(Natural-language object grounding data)
********************

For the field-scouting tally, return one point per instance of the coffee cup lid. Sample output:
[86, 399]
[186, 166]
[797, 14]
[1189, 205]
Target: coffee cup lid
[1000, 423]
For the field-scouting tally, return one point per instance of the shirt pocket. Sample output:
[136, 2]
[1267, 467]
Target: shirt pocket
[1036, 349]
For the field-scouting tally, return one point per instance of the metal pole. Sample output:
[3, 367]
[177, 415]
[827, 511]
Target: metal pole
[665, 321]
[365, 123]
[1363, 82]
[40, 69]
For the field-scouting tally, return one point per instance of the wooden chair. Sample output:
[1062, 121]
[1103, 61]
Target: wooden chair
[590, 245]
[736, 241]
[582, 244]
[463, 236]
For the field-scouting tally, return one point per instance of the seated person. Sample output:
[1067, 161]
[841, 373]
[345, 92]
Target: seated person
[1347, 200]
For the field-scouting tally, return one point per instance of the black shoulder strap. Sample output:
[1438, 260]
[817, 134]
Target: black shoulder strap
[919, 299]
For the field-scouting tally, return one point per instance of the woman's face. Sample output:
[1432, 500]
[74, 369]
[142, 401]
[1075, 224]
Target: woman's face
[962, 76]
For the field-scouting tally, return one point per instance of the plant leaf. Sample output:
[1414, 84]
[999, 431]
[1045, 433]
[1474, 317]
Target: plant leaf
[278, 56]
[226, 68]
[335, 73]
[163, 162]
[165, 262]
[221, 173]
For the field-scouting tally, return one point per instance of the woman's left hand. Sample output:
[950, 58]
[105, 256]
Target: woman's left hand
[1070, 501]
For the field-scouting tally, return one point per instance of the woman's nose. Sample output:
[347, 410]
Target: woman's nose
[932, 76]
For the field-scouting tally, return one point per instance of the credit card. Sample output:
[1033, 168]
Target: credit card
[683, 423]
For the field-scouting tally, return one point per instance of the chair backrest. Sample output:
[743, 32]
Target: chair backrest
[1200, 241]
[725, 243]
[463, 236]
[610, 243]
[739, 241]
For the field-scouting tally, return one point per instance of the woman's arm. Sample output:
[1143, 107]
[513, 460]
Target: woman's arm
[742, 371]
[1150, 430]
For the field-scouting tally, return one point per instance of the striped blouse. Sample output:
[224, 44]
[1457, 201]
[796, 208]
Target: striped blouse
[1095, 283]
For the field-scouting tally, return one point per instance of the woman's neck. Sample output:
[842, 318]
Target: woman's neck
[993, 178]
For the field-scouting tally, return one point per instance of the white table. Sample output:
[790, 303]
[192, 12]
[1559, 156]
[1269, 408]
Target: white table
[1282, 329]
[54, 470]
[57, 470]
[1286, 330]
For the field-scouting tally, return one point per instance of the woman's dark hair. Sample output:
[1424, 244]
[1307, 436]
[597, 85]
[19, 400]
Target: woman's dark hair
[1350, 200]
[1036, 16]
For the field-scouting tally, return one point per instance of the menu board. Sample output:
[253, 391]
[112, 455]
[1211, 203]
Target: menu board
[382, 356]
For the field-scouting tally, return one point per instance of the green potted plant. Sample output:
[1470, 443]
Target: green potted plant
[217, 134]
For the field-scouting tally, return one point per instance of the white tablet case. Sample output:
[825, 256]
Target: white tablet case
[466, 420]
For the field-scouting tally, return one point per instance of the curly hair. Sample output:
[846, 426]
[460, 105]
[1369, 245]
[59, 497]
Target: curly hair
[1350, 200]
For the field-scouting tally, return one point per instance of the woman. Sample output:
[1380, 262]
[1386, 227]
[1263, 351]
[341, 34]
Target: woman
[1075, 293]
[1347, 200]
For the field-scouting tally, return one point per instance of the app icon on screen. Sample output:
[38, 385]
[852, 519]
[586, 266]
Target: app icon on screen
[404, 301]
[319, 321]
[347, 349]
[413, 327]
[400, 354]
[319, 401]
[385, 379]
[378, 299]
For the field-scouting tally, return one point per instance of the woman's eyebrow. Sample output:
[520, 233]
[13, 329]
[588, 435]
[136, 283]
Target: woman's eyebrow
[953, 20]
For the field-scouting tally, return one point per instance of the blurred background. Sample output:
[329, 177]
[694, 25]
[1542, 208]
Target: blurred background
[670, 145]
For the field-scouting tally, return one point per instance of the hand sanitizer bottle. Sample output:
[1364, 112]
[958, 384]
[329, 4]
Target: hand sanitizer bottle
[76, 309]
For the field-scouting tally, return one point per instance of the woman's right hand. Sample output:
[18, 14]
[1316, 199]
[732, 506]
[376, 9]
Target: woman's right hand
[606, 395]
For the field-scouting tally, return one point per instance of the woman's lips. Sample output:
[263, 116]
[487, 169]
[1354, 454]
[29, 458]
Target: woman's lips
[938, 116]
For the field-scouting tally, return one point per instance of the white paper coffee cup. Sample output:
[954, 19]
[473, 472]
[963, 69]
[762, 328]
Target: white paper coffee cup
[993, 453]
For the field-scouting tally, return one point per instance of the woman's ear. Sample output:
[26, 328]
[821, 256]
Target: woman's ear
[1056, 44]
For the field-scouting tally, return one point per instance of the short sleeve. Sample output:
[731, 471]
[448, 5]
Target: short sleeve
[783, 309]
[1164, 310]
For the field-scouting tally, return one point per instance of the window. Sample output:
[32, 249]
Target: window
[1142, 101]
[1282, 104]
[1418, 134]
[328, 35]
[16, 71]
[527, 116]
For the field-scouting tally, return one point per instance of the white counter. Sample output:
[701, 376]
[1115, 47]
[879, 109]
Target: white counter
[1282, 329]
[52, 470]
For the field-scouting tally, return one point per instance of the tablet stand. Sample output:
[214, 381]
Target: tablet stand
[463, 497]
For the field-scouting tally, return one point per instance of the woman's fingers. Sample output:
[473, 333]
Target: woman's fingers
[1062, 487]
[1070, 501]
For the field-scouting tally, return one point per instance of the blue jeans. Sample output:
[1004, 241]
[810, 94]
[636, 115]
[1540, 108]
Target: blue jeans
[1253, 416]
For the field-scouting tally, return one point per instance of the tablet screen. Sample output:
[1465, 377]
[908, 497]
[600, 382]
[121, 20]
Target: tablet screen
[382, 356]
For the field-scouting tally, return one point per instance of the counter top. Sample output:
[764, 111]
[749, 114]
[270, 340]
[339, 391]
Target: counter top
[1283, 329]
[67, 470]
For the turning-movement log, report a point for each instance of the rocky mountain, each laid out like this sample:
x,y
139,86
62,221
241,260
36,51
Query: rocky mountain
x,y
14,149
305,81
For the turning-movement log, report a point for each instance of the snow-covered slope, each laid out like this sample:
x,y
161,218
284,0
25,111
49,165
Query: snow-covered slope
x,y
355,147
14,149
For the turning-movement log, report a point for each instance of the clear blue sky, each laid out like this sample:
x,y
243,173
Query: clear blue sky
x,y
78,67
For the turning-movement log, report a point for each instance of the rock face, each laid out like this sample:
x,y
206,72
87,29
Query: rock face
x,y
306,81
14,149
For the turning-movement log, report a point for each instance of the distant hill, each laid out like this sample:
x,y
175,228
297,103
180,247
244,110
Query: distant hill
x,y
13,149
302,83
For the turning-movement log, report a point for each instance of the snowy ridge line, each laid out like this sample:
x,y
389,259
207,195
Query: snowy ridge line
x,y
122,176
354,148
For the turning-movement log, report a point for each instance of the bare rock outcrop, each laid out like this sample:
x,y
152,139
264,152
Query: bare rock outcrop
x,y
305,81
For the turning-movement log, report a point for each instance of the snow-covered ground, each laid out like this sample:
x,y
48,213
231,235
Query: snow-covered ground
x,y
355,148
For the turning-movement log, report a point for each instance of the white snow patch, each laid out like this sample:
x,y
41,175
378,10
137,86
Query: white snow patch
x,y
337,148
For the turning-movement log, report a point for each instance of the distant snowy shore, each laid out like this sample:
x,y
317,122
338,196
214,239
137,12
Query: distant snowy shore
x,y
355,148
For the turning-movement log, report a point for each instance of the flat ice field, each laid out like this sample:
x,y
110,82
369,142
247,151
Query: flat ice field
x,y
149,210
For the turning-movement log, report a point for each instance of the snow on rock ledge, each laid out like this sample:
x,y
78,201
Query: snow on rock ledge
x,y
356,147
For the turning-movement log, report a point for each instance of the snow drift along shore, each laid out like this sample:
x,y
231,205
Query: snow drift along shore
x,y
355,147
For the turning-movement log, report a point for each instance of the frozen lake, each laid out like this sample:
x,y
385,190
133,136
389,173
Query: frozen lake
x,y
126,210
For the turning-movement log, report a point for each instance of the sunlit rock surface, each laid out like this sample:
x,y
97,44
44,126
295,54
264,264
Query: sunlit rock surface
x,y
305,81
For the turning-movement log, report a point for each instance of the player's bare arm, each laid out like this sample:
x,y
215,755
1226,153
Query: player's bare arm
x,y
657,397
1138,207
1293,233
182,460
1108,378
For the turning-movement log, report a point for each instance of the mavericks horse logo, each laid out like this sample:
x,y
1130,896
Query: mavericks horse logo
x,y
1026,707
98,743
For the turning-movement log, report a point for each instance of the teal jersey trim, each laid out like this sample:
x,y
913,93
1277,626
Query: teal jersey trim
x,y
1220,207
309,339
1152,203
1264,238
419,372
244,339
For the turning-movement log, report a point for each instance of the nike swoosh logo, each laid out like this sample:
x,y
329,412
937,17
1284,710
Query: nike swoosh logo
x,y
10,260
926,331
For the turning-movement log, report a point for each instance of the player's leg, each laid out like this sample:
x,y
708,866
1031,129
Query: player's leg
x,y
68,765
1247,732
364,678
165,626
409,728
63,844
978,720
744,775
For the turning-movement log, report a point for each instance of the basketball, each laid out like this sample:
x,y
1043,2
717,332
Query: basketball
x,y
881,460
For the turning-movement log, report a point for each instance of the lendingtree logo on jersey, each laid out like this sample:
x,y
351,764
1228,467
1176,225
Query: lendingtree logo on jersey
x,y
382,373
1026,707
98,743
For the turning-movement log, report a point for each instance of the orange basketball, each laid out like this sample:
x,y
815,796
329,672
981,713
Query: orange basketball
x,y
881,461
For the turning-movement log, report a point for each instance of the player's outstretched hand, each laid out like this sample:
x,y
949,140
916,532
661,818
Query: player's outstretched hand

********************

● **PROBLEM DESCRIPTION**: Gather each line in the entries above where the string "outstretched" is found.

● **TASK SOLUTION**:
For the turning-movement log, report a point for each instance of the player's outstretched hand, each laid out like this sample:
Query: player's outstretched hand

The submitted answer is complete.